Source document —

##############################

After all, the exaggerated chasm created between the Republicans and Democrats is a pre-election political propaganda whipped up by a few irrational melodramatic extremist troublemakers.
I am a recent immigrant to the United States, having lived between the cities of Chicago and New York for over three years. My daughter was born in New Jersey a few months ago and is an American citizen and as an immigrant mother I have been keenly inquisitive about the American elections and the political processes.
On the sixth of November, I watched from my living room on the Hudson river, the blue and red lights on the Empire State Building in NYC reflecting the ongoing electoral outcomes of the Cable News Network. At some point closer to midnight the top of the Empire State was all blue indicating the Democratic victory and President Obama’s re-election. A fanit feeling of relief was largely combined with uneasiness that the Democrats had won.
I was not (yet) eligible to vote on Tuesday and my daughter can vote only in seventeen years’ time. When the Pew Research Center in their many studies and surveys talk about ‘the Indian diaspora and its political disposition’, I’m not certain if they’re referring to ‘highly-skilled immigrants’ with work visas like me or to Indian Americans who are ‘natural citizens’ like my daughter.
So, should I associate myself with a political stream of thought and a political party? Assuming I should for the health of the democracy I inhabit, how does a resident alien like me make informed political choices?
I’ve always believed that for me it was pretty simple. I am an economist with deepseated respect for the Chicago School of thought, for free markets, for small government, for private enterprise and for the pre-eminence of the ‘individual’. The Republicans in general and Governor Romney in particular had the right take on taxes, on achieving economic efficiency in production, on empowering state governments and minimizing federal interventions. Mitt Romney was a geeky Mormon, a nervous nerd who wouldn’t in my head cap H1B visas, curb US’s information technology outsourcing to India or command the US forces to intervene in the ‘Kashmir’ issue . Three things that matter very much.

##############################

Records —
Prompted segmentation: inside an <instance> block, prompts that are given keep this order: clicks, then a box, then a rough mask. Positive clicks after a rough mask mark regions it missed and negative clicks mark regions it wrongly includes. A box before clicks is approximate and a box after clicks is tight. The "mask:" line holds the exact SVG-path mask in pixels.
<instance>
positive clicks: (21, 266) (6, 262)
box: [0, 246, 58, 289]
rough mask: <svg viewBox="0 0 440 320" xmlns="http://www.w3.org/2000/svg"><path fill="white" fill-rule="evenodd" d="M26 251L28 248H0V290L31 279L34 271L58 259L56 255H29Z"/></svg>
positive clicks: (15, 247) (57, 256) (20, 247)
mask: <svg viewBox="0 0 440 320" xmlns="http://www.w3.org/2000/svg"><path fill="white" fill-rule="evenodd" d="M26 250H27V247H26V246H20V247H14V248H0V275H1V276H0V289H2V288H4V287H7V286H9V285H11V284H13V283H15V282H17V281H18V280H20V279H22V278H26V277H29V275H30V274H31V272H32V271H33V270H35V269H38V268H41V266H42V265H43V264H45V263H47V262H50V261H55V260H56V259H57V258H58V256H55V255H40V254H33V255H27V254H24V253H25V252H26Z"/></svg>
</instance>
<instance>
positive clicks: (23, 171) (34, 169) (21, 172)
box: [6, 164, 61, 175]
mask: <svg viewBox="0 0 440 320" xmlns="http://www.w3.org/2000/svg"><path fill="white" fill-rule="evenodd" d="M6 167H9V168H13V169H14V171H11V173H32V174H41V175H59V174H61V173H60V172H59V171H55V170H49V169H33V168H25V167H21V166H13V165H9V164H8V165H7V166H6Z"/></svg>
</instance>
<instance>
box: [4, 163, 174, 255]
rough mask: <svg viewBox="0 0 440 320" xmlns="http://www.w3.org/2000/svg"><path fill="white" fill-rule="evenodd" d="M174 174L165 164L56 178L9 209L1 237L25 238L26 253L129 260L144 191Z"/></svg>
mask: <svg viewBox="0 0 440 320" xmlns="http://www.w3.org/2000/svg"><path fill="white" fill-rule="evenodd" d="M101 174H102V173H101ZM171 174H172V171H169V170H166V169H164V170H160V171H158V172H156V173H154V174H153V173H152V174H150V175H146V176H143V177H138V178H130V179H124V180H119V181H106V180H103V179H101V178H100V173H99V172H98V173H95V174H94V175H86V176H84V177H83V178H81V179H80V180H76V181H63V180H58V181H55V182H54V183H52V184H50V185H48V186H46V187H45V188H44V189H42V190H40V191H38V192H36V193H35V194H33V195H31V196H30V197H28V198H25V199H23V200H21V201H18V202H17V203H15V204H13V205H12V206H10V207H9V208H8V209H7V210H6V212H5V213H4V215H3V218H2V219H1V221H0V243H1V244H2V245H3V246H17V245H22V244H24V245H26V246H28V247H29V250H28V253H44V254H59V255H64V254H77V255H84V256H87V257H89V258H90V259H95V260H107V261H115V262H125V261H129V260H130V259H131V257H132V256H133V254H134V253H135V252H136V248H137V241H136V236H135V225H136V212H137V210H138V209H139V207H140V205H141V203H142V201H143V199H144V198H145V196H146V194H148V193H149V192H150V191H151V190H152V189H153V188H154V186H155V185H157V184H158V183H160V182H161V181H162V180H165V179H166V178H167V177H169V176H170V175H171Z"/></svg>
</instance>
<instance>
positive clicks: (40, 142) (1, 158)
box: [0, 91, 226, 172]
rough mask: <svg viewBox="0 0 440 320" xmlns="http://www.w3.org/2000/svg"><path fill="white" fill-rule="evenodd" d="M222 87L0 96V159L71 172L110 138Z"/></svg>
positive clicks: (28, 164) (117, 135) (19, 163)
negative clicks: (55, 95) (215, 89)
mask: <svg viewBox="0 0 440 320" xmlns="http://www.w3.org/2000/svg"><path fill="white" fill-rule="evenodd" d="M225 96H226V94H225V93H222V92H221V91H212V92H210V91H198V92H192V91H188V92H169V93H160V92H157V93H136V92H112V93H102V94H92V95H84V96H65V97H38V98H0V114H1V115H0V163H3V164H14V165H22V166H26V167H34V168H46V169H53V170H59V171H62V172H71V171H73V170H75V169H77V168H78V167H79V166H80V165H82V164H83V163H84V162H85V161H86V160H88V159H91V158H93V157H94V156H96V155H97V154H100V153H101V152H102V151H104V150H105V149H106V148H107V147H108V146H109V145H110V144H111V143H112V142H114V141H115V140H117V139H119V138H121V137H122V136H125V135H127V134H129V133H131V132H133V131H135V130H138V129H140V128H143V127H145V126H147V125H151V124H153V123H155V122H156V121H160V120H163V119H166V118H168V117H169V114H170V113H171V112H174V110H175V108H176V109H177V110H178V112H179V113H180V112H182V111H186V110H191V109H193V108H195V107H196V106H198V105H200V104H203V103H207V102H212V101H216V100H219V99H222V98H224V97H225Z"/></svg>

##############################

Set of tasks —
1 - In the essay on the U.S. elections, rewrite the stretch from "I am a recent" through "the political processes.", swapping "immigrant mother" for "immigrant parent".
2 - According to the essay on the U.S. elections, how long has the writer lived between Chicago and New York?
The data are separate from the essay on the U.S. elections.

Solutions by task —
1 -
I am a recent immigrant to the United States, having lived between the cities of Chicago and New York for over three years. My daughter was born in New Jersey a few months ago and is an American citizen and as an immigrant parent I have been keenly inquisitive about the American elections and the political processes.

2 - For over three years.